Reading passage -
In this time there have been some spectacular failures (Shampoo, Mitey P, Spearmint) but each summary at least one sire will live up spectacularly to the Genomic expectations, keeping AI sire analysts excited by the potential of this tool to save them time locating sires who will “rank” in future summaries.

One more daughter and he would be the #1 bull on Holstein USA’s TPI ranking

76HO 581   Wabash-Way  EXPLODE –ET   (VG 88)        aAa:  2 3 4 1 6 5    “Tall + Open + Strong”

“Explode” generated enough excitement on his pedigree-exceeding Genomic values that he was used as a “sire of sons” as soon as semen was available.    He has sons in AI and daughters being ET flushed for AI, all based upon Genomic imputations.   Now with his first milking progeny, he looks like this:

+2265  GTPI    +1703m  -03%  +54bf  -01%  +49pr   2.75 SCS   -0.6 DPR   +3.5 PL   $548 Net Merit
8% calving ease   (6% daughter calving ease)   +3.74 PTA Type   +3.08 Udders   +3.02 Feet & Legs

What sort of pedigree generates this level of Genomic success?

“Explode” is a son of Sandy-Valley Bolton who was #1 TPI sire at time of his birth.  His dam Wabash-Way Emilyann (VG 88) (Dam of Merit) is a daughter of previous #1 TPI sire, Picston Shottle.   Emily Ann is the eleventh (11th) generation of VG or EX cows with calculated indexes, from the cow line of Whittier Farms Lead Mae  (EX-95), an early “Leadman” from a “Blackstar”.

Your tasks -
A - Decide whether each statement agrees with the text about the bull Explode, giving yes or no and quoting the deciding words: (i) Explode's sire is Sandy-Valley Bolton; (ii) Explode was first used as a sire of sons once his daughters were milking; (iii) Explode's dam is a daughter of Picston Shottle.
B - Reproduce the part of the text about the bull Explode that opens with the words containing "76HO 581   Wabash-Way  EXPLODE" and closes with "of Genomic success?".

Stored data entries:
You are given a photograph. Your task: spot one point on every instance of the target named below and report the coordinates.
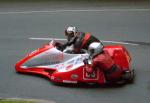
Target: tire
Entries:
(129, 76)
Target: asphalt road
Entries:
(110, 22)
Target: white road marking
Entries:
(82, 10)
(104, 41)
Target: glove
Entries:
(85, 61)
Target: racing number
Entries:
(90, 75)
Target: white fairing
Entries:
(55, 59)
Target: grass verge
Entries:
(16, 101)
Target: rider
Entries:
(80, 40)
(102, 60)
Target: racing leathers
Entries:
(104, 62)
(81, 41)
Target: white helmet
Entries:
(70, 31)
(95, 48)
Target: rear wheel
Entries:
(129, 76)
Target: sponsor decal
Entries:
(90, 76)
(74, 76)
(69, 67)
(68, 81)
(57, 57)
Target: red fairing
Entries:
(41, 71)
(78, 75)
(70, 68)
(119, 55)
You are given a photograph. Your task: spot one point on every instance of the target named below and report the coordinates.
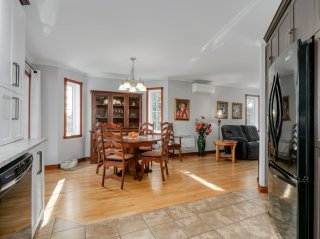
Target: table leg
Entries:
(233, 153)
(217, 152)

Task-by-task results -
A -
(i) Yes: "is a son of Sandy-Valley Bolton who was #1 TPI sire at time of his birth"
(ii) No: "as soon as semen was available"
(iii) Yes: "is a daughter of previous #1 TPI sire, Picston Shottle"

B -
76HO 581   Wabash-Way  EXPLODE –ET   (VG 88)        aAa:  2 3 4 1 6 5    “Tall + Open + Strong”

“Explode” generated enough excitement on his pedigree-exceeding Genomic values that he was used as a “sire of sons” as soon as semen was available.    He has sons in AI and daughters being ET flushed for AI, all based upon Genomic imputations.   Now with his first milking progeny, he looks like this:

+2265  GTPI    +1703m  -03%  +54bf  -01%  +49pr   2.75 SCS   -0.6 DPR   +3.5 PL   $548 Net Merit
8% calving ease   (6% daughter calving ease)   +3.74 PTA Type   +3.08 Udders   +3.02 Feet & Legs

What sort of pedigree generates this level of Genomic success?